Welcome to European Tribune. It's gone a bit quiet around here these days, but it's still going.
Display:
Martin Wolf: Lessons from history on public debt (FT.com, 9 October, 2012)
What happens if a large, high-income economy, burdened with high levels of debt and an overvalued, fixed exchange rate, attempts to lower the debt and regain competitiveness? This question is of current relevance, since this is the challenge confronting Italy and Spain. Yet, as a chapter in the International Monetary Fund's latest World Economic Outlook demonstrates, a relevant historical experience exists: that of the UK between the two world wars. This proves that the interaction between attempts at "internal devaluations" and the dynamics of debt are potentially lethal. Moreover, the plight of Italy and Spain is, in many ways, worse than the UK's was. The latter, after all, could go off the gold standard; exit from the eurozone is far harder. Again, the UK had a central bank able and willing to reduce interest rates. The European Central Bank may not be able and willing to do the same for Italy and Spain.

...

So how did this commitment to fiscal famine and monetary necrophilia work? Badly. In 1938, real output was hardly above the level of 1918, with growth averaging 0.5 per cent a year. This was not just because of the Depression. Real output in 1928 was also lower than in 1918. Exports were persistently weak and unemployment persistently elevated. High unemployment was the mechanism for driving nominal and real wages down. But wages are never just another price. The aim was to break organised labour. These policies resulted in the general strike of 1926. They spread a bitterness that lasted decades after the second world war.

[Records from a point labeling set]

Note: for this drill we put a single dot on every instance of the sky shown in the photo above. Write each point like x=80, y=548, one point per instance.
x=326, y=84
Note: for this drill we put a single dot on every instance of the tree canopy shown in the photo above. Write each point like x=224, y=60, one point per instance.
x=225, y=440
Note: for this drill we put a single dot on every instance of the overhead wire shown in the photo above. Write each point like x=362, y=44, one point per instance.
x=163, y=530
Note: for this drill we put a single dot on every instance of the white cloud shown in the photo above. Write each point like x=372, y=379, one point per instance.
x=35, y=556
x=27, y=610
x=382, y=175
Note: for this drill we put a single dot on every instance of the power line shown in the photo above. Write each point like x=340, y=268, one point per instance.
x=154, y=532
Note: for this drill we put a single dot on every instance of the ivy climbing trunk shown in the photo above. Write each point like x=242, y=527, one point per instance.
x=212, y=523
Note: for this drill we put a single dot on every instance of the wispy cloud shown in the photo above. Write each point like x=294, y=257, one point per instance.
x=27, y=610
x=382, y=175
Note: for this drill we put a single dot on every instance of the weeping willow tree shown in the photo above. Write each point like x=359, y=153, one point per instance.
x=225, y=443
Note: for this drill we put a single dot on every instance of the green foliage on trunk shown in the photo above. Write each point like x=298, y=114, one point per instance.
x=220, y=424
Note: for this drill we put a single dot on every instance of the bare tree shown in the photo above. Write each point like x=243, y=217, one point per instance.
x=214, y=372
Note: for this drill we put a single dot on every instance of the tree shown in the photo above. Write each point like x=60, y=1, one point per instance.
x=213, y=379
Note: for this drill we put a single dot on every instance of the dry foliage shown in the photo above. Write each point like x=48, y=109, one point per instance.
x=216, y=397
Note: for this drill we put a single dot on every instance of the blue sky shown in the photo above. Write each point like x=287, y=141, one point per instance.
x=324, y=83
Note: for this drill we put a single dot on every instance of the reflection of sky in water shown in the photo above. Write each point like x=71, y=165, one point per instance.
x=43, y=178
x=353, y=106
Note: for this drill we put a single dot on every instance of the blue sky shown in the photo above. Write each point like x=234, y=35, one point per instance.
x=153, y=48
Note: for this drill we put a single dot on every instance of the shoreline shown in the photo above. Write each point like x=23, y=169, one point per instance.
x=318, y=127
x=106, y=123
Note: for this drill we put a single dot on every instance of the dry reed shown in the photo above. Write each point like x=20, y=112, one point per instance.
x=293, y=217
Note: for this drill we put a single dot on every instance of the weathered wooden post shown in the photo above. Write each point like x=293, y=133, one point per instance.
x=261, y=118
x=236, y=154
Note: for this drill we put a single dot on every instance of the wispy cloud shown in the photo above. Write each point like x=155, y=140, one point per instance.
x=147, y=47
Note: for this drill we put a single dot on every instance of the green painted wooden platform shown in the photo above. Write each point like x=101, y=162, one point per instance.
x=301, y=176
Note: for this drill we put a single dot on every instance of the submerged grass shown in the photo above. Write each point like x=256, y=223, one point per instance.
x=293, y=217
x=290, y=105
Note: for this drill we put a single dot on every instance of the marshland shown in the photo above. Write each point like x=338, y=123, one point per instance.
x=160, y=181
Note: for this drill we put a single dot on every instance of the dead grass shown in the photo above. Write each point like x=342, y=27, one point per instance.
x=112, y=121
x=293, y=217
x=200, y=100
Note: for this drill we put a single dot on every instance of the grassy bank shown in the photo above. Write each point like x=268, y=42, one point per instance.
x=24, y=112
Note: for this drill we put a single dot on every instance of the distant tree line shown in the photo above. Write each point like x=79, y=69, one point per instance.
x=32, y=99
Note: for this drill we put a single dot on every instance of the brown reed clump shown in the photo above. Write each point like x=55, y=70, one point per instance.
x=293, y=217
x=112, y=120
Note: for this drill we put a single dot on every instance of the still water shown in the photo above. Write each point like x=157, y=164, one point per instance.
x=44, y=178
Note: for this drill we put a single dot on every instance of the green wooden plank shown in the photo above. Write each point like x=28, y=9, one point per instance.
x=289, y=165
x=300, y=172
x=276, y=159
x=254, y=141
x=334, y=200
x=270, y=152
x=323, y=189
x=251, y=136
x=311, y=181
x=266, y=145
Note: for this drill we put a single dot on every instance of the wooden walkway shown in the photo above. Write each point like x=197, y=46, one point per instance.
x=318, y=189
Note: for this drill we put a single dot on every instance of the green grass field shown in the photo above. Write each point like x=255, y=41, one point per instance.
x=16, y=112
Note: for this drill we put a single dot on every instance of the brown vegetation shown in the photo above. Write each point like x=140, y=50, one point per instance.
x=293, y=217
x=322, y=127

* Set of tasks:
**1)** In the paragraph of the public debt excerpt that begins "So how did this commitment," list every year mentioned.
**2)** Write the next part of the excerpt on public debt, starting after its final sentence.

* Task-by-task results:
**1)** 1938, 1918, 1928, 1926

**2)**
...

Nevertheless, this is an extremely useful study, not least for bringing out the lessons of the UK's interwar experience for the eurozone today. There is a high risk that the combination of tight fiscal policies with stringent monetary conditions will push Italy and Spain into debt traps via the interaction of high interest rates with low growth. At least the UK retained control over monetary conditions: in the end, it went off gold and lowered interest rates. Members of the eurozone do not have those painless options. But fiscal austerity and efforts to lower wages in countries suffering from monetary strangulation could break societies, governments and even states. Without greater solidarity, the story is unlikely to end well.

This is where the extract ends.